*** SOURCE PASSAGE ***

Instead of taking my blood sugar every morning before nary a bite of anything has been eaten, I choose a meal and two hours after I eat it, I take my blood sugar.  The goal being that if the sugar spike that naturally occurs after eating, hasn't come back down to some semblance of normal (my new normal, ya know the sweet kind), then one of the foods I ate may be a trigger food for me and I might need to avoid it. Armed with all this new information...I swear, if you are diabetic, go go go to your educator. I learn something every month and there is someone to listen to my concerns that KNOWS what should and should not be happening.  It is invaluable to anyone trying to manage this disease. Plus, it helps keep you accountable. It's hard to eat crazy bad for you foods and then go talk about it! Anyway, so I set off with my Dear Food Diary plan. It was a month of tediousness, let me tell you. I tend to be a little OCD about stuff...where things are placed on my desk, the straightness of my folder stack...this was no different. I just couldn't stand not to stop and write down every little teensy thing at the very moment it happened and it was SO inconvenient. I did not enjoy it. But, and this is such a big but...I learned a lot. About my eating habits, about the things that affect my choices...PMS? YES! Must have DONUT! Tired, stressed?  YES! Must have CHOCOLATE! I'm an idiot. My food choices are so often guided by things not even partly related to food. I didn't resist all temptations but at least I can, and am, more readily identifying the moments when my choices are being driven not be hunger and need but by some other influence...be it internal or external.

I didn't identify any food triggers, so that was really good. I did identify, that for my best after dinner blood sugar, I really need to take my medication a bit earlier in the evening. I had mostly good eating choices and had my first really normal, as in normal for all folks not just for diabetic people, blood sugars...which read below 100 several times! I was really happy about that and so were my kidneys and various other body parts. They didn't thank me, but I'm sure it's true. So off I went back to the diabetic cheerleader lady with my pink food diary and all my information, gleefully celebrating the end of writing all that stuff down!

*** End of SOURCE PASSAGE ***

CHECK YOUR UNDERSTANDING:
A. Answer these questions using the diabetes food diary passage:
(i) How long after a meal does the writer check blood sugar?
(ii) What change to medication timing did the writer find gives the best after-dinner blood sugar?
(iii) What color was the food diary the writer brought back to the educator?
B. Reproduce, word for word, everything in the diabetes food diary passage from "I didn't identify" down to "that stuff down!".
The rows that come next have no connection to the diabetes food diary passage.

*** EXTRACTED MATERIAL ***

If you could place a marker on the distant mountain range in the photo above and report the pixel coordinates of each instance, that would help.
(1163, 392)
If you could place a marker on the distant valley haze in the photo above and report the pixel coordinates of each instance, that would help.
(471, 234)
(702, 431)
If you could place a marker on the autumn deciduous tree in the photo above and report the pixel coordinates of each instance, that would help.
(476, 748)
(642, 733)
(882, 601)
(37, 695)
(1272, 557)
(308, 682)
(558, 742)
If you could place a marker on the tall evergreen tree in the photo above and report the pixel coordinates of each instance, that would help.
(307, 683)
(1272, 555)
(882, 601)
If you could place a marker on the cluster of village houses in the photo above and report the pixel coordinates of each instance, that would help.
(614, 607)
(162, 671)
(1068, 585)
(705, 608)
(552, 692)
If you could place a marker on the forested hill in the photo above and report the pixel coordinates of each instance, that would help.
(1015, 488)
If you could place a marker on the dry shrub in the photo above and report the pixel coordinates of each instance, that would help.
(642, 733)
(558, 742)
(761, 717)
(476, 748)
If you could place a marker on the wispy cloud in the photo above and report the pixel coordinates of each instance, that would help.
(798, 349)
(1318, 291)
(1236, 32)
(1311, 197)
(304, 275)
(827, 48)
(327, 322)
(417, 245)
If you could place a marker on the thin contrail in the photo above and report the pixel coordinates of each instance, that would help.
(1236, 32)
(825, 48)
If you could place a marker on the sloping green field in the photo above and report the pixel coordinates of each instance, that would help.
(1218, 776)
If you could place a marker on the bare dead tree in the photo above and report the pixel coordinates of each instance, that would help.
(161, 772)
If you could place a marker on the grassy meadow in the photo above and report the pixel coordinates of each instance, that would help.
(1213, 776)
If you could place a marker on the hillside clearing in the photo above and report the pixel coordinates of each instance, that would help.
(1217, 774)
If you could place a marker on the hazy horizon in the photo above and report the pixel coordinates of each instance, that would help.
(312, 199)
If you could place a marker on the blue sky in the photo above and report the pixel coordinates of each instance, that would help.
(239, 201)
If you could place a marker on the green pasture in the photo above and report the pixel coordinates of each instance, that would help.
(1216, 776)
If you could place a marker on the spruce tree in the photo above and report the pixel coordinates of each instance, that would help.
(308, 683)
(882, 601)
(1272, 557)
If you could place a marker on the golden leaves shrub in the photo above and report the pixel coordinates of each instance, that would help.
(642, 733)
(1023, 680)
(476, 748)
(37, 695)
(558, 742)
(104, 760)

*** End of EXTRACTED MATERIAL ***
*** EXTRACTED MATERIAL ***

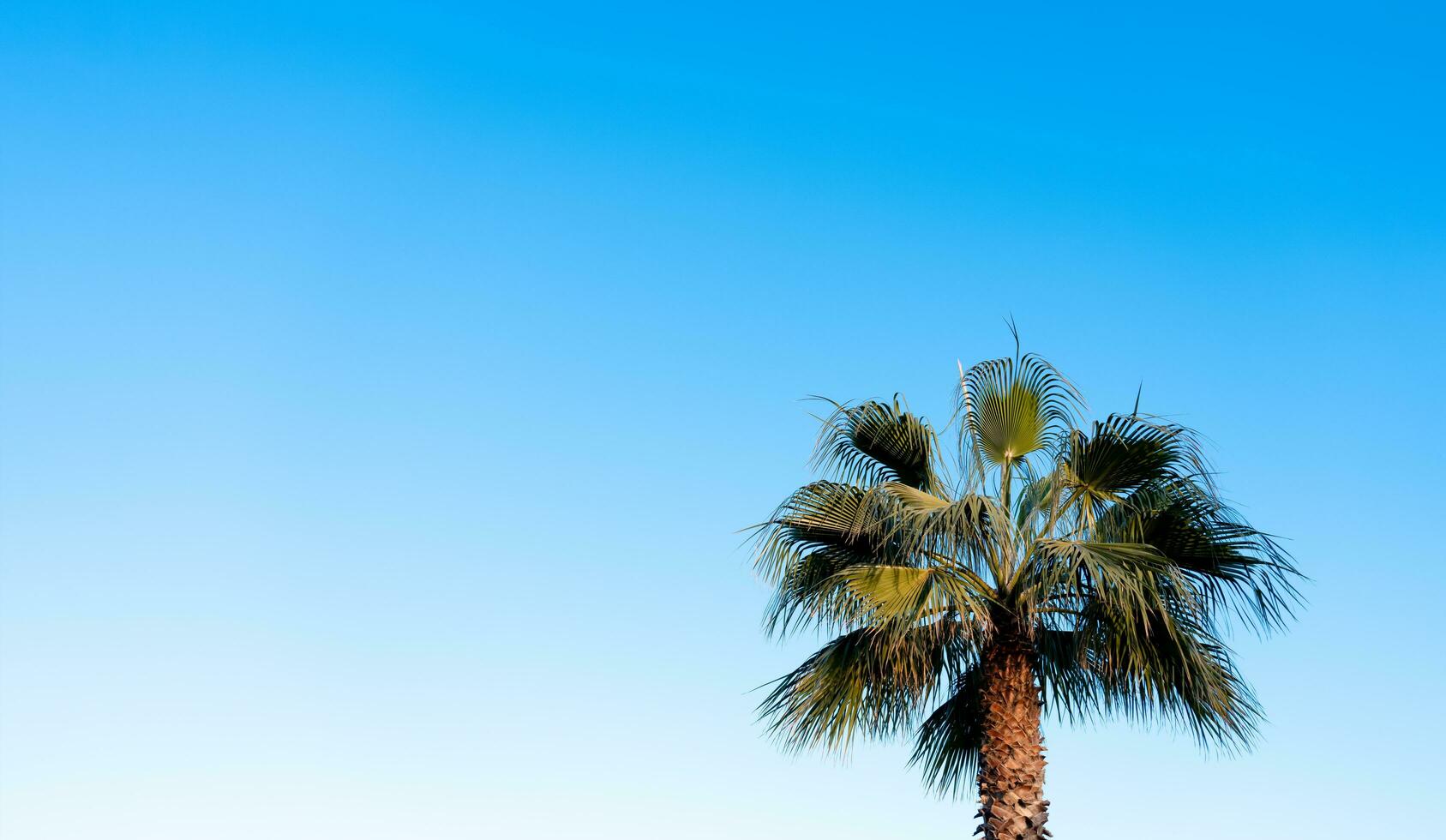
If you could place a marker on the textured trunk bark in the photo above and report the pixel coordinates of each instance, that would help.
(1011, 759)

*** End of EXTRACTED MATERIAL ***
*** EXTRACTED MATERIAL ***

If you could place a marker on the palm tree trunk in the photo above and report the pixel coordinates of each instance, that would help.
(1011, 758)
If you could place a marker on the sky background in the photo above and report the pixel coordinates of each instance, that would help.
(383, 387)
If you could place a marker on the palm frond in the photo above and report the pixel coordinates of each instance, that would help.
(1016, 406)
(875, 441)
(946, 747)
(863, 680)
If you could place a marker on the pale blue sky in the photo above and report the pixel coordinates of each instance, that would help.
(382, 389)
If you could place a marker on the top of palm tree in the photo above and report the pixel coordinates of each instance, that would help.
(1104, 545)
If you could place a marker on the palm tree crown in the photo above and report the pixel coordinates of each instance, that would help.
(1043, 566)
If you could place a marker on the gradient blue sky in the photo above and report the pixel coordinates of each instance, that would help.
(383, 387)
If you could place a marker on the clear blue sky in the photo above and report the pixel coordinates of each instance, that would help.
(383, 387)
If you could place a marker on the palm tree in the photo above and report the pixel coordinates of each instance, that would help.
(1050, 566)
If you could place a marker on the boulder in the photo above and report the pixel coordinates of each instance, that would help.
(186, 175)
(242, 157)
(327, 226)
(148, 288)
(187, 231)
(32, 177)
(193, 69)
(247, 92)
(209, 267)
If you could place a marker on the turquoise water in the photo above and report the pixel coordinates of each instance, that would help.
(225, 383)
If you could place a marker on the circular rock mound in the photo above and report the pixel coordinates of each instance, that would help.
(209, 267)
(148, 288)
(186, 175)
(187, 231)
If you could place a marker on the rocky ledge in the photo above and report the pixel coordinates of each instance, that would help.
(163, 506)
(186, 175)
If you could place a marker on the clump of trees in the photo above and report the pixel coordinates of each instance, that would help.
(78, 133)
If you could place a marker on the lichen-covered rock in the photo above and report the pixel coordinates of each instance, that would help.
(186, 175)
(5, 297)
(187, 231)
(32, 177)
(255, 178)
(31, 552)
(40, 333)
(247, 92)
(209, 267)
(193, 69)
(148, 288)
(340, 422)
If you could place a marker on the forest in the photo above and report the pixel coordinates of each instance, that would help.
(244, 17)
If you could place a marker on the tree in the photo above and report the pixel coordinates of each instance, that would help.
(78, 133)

*** End of EXTRACTED MATERIAL ***

EXPECTED OUTPUTS:
A.
(i) Two hours after eating the meal.
(ii) The writer needs to take the medication a bit earlier in the evening.
(iii) Pink.

B.
I didn't identify any food triggers, so that was really good. I did identify, that for my best after dinner blood sugar, I really need to take my medication a bit earlier in the evening. I had mostly good eating choices and had my first really normal, as in normal for all folks not just for diabetic people, blood sugars...which read below 100 several times! I was really happy about that and so were my kidneys and various other body parts. They didn't thank me, but I'm sure it's true. So off I went back to the diabetic cheerleader lady with my pink food diary and all my information, gleefully celebrating the end of writing all that stuff down!